Dataset records on object locations
--- Begin ---

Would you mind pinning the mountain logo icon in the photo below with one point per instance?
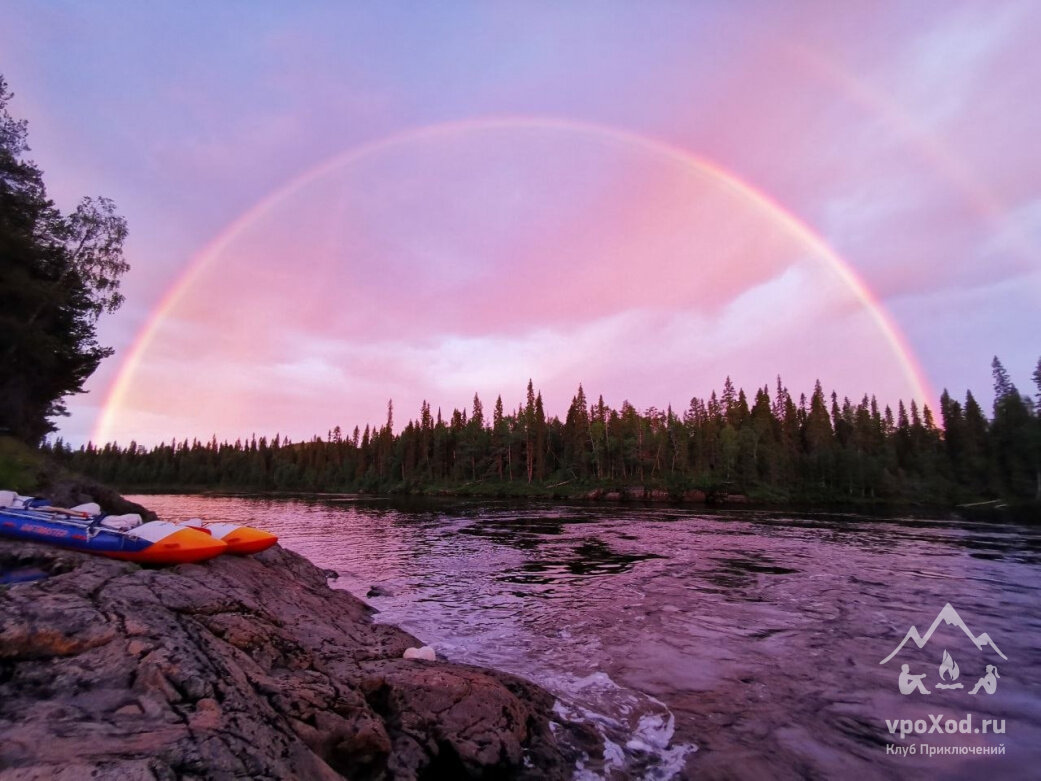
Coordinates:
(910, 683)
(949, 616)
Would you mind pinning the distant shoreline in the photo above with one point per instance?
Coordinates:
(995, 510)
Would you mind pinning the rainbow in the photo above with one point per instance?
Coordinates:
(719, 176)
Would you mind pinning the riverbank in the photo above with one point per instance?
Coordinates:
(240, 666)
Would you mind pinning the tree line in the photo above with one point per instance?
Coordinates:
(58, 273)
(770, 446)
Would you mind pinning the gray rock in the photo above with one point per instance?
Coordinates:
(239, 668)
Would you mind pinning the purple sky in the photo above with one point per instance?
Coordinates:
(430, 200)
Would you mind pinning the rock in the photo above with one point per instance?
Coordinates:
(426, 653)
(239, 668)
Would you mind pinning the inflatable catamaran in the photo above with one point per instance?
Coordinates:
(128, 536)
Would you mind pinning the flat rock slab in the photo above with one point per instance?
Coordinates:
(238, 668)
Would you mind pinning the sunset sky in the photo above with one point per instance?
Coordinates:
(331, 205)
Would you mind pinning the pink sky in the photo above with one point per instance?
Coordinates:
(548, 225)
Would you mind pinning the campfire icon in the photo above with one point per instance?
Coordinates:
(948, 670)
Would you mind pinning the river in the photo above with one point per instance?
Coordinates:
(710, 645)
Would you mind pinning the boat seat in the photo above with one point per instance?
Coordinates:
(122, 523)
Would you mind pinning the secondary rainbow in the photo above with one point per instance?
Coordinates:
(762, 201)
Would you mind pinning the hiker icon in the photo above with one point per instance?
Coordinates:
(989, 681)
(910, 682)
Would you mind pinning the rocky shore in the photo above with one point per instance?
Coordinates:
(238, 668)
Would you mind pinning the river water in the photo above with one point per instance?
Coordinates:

--- End ---
--- Begin ---

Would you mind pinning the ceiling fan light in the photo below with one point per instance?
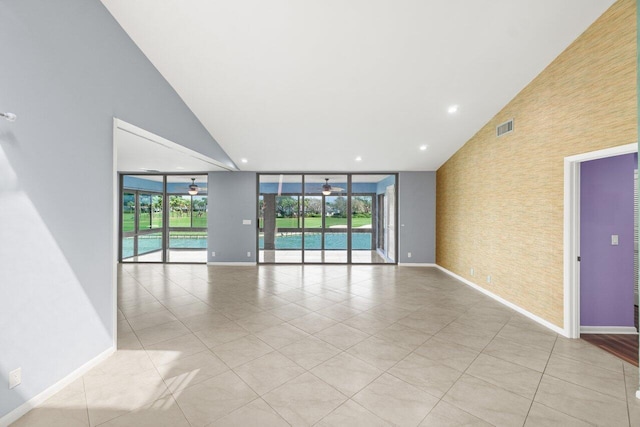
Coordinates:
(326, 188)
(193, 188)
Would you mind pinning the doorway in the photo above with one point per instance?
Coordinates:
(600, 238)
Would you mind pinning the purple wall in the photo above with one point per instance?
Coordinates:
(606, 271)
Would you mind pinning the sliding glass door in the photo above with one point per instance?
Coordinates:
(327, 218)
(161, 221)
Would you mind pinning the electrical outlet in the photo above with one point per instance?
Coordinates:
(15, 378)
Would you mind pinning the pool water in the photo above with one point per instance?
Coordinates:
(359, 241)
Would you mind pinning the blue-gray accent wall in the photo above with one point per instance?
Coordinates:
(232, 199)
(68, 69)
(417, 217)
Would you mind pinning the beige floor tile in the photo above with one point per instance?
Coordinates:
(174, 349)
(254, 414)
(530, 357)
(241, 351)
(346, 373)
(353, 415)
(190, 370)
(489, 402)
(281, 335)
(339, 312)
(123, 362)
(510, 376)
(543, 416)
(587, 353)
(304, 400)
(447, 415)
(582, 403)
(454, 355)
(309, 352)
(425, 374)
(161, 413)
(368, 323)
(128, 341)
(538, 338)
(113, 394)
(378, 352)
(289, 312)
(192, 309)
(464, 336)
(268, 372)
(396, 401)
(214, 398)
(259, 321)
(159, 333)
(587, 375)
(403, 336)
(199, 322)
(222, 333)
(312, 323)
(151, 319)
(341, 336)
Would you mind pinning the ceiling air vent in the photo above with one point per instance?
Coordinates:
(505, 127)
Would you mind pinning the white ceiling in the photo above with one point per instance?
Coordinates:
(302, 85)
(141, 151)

--- End ---

Could you show each line of the records above that contains the word "rainbow"? Case counts, so only matches with the same capitalization qualify.

**Solved exercise**
Would you mind pinning the rainbow in the photo above with one point per instance?
Would you mind pinning the secondary rainbow in the photo above with one point per instance?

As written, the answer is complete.